### EXERCISE DETAILS
How many lines in the entries below contain the word "cluster", matching case exactly? Reply with the number alone.

### MATERIAL FOR THIS TASK
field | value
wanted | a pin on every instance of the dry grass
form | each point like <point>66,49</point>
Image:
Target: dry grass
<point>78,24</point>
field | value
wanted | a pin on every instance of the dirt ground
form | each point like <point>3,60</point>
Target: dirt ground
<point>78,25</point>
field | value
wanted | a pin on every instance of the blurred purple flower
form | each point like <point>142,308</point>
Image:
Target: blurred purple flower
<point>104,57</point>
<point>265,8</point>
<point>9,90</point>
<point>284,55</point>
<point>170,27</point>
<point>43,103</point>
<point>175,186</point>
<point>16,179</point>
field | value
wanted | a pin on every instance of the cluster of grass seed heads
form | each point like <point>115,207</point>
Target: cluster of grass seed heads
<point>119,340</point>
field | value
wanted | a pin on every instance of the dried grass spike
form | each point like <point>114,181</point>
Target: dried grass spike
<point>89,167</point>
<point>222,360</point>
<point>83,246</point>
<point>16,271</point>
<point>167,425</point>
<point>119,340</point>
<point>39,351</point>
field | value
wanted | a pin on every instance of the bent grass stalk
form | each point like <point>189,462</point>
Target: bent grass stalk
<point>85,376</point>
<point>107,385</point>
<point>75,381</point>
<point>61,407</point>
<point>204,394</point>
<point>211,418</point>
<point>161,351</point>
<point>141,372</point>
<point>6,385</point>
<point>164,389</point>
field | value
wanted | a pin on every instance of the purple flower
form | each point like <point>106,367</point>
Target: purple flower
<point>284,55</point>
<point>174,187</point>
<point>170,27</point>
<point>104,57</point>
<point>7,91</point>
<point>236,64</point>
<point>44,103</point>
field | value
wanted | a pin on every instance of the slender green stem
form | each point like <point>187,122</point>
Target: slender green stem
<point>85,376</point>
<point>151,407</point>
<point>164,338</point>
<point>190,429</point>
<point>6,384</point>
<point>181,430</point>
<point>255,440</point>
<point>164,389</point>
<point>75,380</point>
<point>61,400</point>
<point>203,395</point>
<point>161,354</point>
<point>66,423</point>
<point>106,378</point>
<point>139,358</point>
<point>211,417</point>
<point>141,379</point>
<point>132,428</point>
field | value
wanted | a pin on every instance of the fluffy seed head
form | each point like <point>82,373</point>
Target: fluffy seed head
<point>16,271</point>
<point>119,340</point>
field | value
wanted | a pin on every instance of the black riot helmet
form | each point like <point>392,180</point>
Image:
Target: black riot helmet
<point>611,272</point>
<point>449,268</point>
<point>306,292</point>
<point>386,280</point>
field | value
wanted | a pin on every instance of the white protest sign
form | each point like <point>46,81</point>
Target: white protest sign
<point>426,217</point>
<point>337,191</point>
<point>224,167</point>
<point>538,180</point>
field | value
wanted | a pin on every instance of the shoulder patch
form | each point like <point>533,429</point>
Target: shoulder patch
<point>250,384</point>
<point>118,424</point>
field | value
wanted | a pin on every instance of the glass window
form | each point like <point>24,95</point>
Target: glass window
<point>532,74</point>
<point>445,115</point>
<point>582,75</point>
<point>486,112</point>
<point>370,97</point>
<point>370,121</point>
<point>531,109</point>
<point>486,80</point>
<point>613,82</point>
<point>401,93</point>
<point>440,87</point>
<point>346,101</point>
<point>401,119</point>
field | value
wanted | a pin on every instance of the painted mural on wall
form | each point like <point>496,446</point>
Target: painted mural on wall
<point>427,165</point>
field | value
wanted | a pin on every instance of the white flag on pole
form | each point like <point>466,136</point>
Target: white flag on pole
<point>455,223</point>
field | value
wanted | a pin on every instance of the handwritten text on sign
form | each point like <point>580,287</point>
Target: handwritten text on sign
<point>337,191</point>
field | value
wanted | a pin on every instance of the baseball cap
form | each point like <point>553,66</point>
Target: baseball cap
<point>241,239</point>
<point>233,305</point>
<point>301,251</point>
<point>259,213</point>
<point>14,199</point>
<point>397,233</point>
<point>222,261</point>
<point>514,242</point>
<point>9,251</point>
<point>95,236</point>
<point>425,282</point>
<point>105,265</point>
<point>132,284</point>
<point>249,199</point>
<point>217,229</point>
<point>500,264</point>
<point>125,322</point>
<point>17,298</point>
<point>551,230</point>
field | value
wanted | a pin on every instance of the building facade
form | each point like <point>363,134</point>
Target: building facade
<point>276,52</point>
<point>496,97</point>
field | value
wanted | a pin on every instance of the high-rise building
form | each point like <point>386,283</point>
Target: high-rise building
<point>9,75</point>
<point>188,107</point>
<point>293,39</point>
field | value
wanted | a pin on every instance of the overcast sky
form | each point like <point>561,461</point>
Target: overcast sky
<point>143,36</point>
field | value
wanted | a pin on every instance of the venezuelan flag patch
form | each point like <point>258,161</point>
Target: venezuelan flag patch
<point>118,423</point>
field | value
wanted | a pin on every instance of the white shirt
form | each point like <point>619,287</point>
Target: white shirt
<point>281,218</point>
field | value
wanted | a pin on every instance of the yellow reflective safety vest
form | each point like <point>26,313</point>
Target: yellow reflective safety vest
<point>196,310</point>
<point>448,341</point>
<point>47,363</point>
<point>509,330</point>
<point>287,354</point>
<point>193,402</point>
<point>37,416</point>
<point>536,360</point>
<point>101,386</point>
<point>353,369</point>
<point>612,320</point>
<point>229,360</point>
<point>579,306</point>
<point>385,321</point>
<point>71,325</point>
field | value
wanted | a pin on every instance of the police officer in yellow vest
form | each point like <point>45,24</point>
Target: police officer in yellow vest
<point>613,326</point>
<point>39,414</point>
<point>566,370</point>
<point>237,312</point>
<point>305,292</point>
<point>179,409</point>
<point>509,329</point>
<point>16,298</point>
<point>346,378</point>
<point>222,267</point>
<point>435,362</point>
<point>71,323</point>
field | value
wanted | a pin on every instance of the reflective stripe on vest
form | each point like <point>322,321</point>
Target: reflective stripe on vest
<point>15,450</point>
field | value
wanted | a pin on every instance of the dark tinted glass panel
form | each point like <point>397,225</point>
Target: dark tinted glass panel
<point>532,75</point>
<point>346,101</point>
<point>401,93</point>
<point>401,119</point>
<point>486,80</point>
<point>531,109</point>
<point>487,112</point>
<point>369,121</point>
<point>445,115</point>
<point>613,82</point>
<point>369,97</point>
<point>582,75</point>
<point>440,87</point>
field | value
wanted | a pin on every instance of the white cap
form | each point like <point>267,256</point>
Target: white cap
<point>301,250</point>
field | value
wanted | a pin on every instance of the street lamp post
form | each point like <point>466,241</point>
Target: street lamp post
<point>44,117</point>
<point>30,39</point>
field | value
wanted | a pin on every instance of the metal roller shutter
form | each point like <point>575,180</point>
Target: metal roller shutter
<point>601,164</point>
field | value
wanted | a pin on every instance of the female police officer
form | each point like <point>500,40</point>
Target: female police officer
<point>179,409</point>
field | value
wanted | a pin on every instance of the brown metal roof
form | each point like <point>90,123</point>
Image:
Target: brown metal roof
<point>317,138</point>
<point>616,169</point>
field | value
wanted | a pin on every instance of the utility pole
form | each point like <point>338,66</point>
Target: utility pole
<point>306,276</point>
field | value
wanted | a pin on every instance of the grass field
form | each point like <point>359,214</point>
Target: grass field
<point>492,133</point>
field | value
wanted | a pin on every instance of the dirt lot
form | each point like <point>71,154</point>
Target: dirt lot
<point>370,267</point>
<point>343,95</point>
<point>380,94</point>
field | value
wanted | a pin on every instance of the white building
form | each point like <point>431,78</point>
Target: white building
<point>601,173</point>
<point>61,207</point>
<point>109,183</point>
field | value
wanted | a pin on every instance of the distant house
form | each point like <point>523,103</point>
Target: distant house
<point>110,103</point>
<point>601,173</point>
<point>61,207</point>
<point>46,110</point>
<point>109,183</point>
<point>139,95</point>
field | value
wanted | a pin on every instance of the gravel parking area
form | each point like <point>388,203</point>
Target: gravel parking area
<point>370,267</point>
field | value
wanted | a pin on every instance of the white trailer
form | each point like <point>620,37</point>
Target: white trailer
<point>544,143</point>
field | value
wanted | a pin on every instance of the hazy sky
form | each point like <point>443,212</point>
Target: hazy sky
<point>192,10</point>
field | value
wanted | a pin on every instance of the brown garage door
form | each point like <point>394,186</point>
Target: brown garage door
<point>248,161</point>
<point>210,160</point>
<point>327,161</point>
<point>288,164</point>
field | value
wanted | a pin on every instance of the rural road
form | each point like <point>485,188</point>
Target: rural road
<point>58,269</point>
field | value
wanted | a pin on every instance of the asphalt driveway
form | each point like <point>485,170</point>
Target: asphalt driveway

### EXERCISE RESULT
2